[TEXT SEGMENT]:
%%
Re:Re: [PATCH] bundle-uri: refresh packed_git if unbundle succeed

"Xing Xin" <bupt_xingxin@xxxxxxx> · Mon, 20 May 2024 17:41:12 +0800 (CST)

At 2024-05-17 13:00:49, "Patrick Steinhardt" <ps@xxxxxx> wrote:
>On Wed, May 15, 2024 at 03:01:09AM +0000, blanet via GitGitGadget wrote:
>> From: Xing Xin <xingxin.xx@xxxxxxxxxxxxx>
>
>Long time no see :)

Glad to see you again here :)

>> 
>> So why the `refs/bundles/main` is not discovered? After some digging I
>> found that:
>> 
>> 1. when unbundling a downloaded bundle, a `verify_bundle` is called to
>>    check its prerequisites if any. The verify procedure would find oids
>>    so `packed_git` is initialized.
>> 
>> 2. after unbundled all bundles, we would enter `do_fetch_pack_v2`,
>>    during which `mark_complete_and_common_ref` and `mark_tips` would
>>    find oids with `OBJECT_INFO_QUICK` flag set, so no new packs would be
>>    enlisted if `packed_git` has already initialized in 1.
>
>And I assume we do not want it to not use `OBJECT_INFO_QUICK`?

I think so. For clones or fetches without using bundle-uri, we can hardly
encounter the case that new packs are added during the negotiation process.
So using `OBJECT_INFO_QUICK` can get some performance gain.
%%
[LISTED ENTRIES]:
%%
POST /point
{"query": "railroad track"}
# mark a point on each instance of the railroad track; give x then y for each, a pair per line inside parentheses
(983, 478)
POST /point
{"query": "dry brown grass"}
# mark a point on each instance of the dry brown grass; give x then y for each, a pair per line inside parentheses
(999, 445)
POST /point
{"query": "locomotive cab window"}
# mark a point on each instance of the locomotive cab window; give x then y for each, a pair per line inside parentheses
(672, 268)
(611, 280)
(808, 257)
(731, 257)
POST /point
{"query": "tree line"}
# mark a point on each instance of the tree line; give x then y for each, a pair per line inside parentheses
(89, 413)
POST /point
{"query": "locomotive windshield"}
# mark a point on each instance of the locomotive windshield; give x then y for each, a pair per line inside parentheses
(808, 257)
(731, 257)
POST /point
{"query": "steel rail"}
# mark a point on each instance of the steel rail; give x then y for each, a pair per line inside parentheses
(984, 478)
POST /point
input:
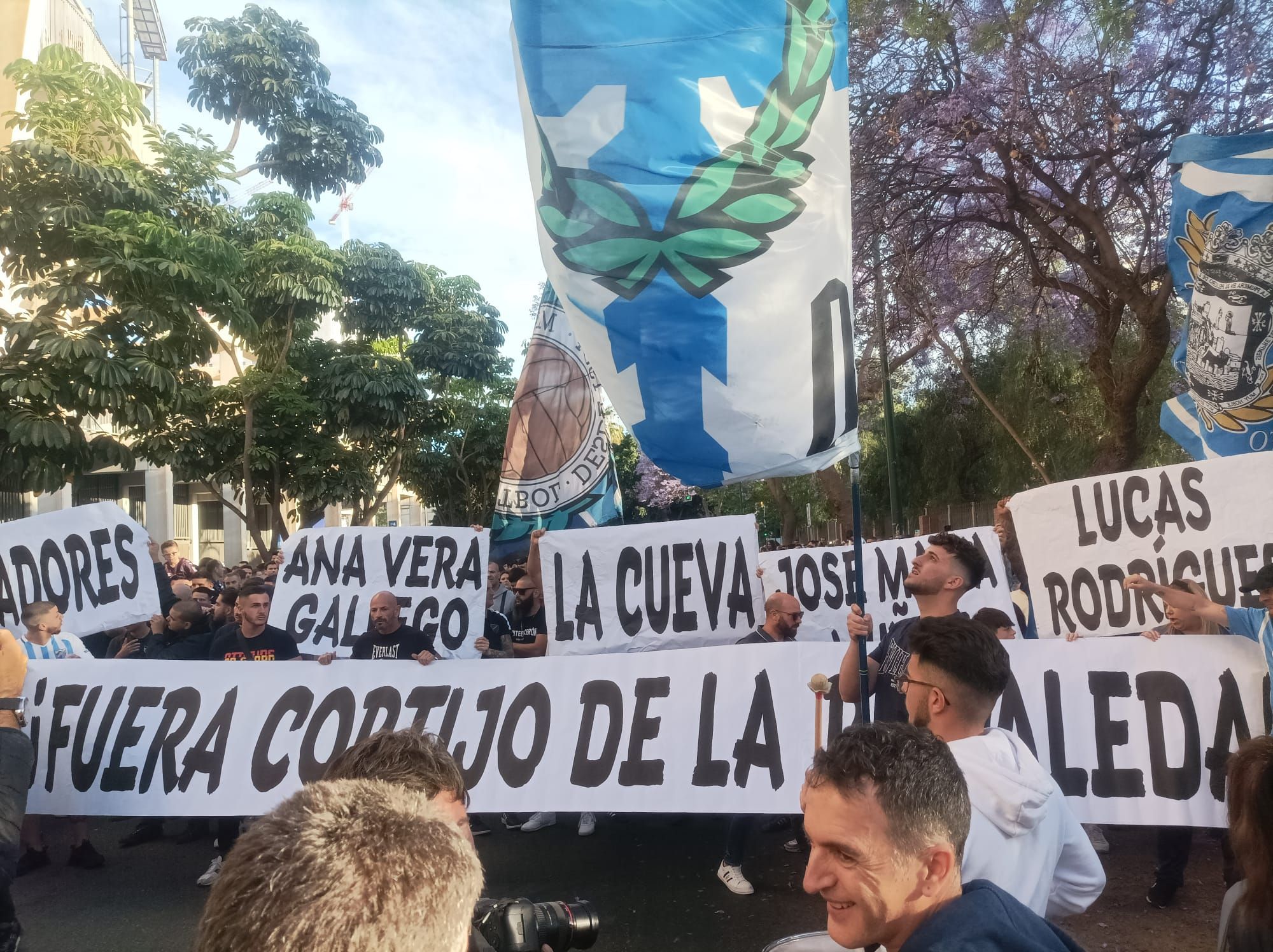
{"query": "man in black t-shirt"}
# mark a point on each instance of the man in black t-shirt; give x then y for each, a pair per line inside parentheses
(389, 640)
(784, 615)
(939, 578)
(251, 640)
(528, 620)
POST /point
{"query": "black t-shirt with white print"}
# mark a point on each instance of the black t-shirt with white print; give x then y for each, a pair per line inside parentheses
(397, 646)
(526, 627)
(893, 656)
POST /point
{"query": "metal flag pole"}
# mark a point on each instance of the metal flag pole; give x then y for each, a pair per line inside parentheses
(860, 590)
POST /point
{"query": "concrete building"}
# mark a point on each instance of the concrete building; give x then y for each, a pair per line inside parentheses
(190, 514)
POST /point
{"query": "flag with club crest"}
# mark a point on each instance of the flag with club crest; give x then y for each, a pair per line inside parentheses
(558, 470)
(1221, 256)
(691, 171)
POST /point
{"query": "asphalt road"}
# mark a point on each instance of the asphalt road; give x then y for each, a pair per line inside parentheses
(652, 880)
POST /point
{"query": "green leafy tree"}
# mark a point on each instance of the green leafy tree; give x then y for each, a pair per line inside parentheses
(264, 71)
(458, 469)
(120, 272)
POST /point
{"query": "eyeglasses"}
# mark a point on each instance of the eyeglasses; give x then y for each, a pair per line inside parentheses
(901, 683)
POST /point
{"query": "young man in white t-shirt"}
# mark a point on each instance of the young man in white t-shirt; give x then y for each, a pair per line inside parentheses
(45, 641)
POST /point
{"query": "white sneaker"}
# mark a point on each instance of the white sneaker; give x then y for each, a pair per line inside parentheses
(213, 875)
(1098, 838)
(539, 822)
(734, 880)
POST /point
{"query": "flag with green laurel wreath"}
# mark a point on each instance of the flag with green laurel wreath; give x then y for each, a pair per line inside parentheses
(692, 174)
%%
%%
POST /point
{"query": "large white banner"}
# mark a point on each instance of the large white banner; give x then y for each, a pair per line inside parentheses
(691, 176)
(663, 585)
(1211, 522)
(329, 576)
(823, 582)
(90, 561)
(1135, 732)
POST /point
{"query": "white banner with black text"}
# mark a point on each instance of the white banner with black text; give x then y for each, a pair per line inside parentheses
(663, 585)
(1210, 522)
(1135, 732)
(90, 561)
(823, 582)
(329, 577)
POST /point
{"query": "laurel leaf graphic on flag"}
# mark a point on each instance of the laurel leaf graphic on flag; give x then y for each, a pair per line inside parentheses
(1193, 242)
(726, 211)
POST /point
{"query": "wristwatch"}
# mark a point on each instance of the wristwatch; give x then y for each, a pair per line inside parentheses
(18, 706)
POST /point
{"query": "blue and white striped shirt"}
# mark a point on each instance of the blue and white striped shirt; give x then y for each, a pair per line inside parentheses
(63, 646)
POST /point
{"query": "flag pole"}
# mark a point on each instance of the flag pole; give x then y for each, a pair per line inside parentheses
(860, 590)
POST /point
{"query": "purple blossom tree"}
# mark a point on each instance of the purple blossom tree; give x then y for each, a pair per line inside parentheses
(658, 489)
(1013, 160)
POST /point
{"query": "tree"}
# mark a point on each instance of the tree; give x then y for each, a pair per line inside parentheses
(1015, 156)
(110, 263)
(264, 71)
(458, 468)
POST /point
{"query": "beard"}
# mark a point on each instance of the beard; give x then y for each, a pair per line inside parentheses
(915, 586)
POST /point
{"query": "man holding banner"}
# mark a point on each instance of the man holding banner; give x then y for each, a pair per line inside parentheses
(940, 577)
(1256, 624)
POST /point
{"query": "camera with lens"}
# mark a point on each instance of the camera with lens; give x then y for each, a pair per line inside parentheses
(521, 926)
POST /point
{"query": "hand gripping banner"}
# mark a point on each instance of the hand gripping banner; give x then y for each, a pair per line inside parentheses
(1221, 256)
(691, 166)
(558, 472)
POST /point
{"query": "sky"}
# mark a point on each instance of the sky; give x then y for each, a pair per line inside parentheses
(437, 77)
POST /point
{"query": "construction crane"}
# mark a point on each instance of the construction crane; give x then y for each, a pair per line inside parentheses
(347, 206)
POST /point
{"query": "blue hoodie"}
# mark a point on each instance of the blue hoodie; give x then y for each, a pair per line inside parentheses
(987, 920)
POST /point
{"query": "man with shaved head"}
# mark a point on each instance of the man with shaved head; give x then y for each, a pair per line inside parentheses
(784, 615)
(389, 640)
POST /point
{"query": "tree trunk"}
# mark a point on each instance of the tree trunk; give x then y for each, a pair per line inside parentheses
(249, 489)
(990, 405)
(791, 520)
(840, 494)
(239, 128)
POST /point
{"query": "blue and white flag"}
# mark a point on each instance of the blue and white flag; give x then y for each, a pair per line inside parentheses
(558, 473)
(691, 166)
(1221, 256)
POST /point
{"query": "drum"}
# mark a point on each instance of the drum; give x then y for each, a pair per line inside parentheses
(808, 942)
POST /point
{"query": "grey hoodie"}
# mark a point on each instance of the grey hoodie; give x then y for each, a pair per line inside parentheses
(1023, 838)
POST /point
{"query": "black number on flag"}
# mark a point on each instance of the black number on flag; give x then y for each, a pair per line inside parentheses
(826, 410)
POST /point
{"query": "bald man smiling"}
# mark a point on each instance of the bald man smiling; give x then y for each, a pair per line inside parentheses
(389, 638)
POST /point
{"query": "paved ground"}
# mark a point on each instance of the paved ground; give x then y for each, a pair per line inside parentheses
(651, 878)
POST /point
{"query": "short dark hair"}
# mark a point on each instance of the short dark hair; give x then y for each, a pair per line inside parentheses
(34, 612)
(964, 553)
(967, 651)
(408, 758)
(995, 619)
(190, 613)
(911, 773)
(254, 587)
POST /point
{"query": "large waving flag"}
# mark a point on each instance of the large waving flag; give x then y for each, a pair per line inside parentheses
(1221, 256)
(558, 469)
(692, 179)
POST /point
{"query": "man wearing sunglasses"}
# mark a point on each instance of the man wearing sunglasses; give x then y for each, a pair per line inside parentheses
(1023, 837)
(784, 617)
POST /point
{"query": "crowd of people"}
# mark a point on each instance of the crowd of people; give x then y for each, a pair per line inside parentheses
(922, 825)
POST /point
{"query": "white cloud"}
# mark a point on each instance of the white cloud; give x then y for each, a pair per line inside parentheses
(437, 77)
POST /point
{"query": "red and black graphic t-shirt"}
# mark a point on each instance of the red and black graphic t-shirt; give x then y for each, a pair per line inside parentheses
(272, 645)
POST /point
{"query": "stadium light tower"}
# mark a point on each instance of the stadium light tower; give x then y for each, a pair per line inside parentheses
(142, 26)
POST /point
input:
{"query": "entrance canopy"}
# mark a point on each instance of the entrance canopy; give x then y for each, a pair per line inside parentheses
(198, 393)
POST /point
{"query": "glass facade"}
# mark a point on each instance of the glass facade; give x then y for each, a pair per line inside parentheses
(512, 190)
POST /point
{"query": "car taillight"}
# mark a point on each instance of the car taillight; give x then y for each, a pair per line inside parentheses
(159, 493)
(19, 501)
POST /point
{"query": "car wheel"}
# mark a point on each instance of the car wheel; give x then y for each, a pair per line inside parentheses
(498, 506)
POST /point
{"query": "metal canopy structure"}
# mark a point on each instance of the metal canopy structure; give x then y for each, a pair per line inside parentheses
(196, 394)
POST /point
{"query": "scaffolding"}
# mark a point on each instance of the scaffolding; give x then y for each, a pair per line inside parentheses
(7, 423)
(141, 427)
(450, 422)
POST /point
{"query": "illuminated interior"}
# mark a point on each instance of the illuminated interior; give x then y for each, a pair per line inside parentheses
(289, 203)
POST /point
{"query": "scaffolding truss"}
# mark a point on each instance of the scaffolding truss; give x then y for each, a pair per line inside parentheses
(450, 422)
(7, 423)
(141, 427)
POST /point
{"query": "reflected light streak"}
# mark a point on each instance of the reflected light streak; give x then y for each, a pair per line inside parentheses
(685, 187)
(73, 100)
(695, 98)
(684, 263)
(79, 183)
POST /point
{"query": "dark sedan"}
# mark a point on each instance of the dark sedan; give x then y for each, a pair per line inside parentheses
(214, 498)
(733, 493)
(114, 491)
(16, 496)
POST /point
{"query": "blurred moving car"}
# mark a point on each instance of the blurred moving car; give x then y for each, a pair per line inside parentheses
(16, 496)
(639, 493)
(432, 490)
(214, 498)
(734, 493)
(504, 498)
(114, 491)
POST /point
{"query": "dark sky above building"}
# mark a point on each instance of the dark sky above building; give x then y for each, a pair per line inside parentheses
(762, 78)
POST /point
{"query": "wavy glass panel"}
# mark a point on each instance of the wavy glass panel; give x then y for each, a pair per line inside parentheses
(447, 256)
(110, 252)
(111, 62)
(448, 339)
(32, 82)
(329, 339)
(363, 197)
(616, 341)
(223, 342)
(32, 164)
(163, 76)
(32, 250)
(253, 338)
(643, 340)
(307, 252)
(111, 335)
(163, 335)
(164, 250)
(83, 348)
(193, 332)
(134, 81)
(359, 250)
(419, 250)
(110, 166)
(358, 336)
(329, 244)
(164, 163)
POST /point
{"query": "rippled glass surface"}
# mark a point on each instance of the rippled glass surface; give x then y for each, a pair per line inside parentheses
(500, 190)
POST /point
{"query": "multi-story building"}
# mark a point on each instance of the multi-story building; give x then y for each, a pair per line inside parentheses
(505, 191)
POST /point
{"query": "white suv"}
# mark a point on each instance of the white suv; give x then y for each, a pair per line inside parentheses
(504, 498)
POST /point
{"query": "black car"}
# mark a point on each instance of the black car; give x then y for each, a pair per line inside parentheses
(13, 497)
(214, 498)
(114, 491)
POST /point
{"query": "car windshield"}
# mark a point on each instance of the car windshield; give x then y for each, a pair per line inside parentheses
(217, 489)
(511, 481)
%%
[WORK TO DO]:
1. Return the passage of the bundle-uri patch thread from "Re:Re: [PATCH] bundle-uri: refresh" up to and including "time no see :)".
2. Decide whether each statement below agrees with the bundle-uri patch thread, answering yes or no and quoting the deciding words of that thread. (a) The reply says that clones or fetches without bundle-uri can hardly encounter new packs being added during negotiation. (b) According to the patch description, `verify_bundle` is called only after all bundles have been unbundled. (c) The reply states that using `OBJECT_INFO_QUICK` can yield some performance gain.
3. Extend the bundle-uri patch thread from the point at which it stops.

[FINAL RESULTS]:
1.
Re:Re: [PATCH] bundle-uri: refresh packed_git if unbundle succeed

"Xing Xin" <bupt_xingxin@xxxxxxx> · Mon, 20 May 2024 17:41:12 +0800 (CST)

At 2024-05-17 13:00:49, "Patrick Steinhardt" <ps@xxxxxx> wrote:
>On Wed, May 15, 2024 at 03:01:09AM +0000, blanet via GitGitGadget wrote:
>> From: Xing Xin <xingxin.xx@xxxxxxxxxxxxx>
>
>Long time no see :)

2.
(a) Yes: "For clones or fetches without using bundle-uri, we can hardly"
(b) No: "when unbundling a downloaded bundle, a `verify_bundle` is called to"
(c) Yes: "So using `OBJECT_INFO_QUICK` can get some performance gain."

3.
>
>> Back to the example above, when unbunding `incr.bundle`, `base.pack` is
>> enlisted to `packed_git` bacause of the prerequisites to verify. Then we
>> can not find `B` for negotiation at a latter time bacause `B` exists in
>> `incr.pack` which is not enlisted in `packed_git`.
>
>Okay, the explanation feels sensible.
>
>> This commit fixes this by adding a `reprepare_packed_git` call for every
>> successfully unbundled bundle, which ensures to enlist all generated
>> packs from bundle uri. And a set of negotiation related tests are added.
>
>This makes me wonder though. Do we really need to call
>`reprepare_packed_git()` once for every bundle, or can't we instead call
>it once at the end once we have fetched all bundles? Reading on.
>
>> Signed-off-by: Xing Xin <xingxin.xx@xxxxxxxxxxxxx>
>> ---
>>     bundle-uri: refresh packed_git if unbundle succeed
>> 
>> Published-As: https://github.com/gitgitgadget/git/releases/tag/pr-1730%2Fblanet%2Fxx%2Fbundle-uri-bug-using-bundle-list-v1
>> Fetch-It-Via: git fetch https://github.com/gitgitgadget/git pr-1730/blanet/xx/bundle-uri-bug-using-bundle-list-v1
>> Pull-Request: https://github.com/gitgitgadget/git/pull/1730
>> 
>>  bundle-uri.c                |   3 +
>>  t/t5558-clone-bundle-uri.sh | 129 ++++++++++++++++++++++++++++++++++++
>>  2 files changed, 132 insertions(+)
>> 
>> diff --git a/bundle-uri.c b/bundle-uri.c
>> index ca32050a78f..2b9d36cfd8e 100644
>> --- a/bundle-uri.c
>> +++ b/bundle-uri.c
>> @@ -7,6 +7,7 @@
>>  #include "refs.h"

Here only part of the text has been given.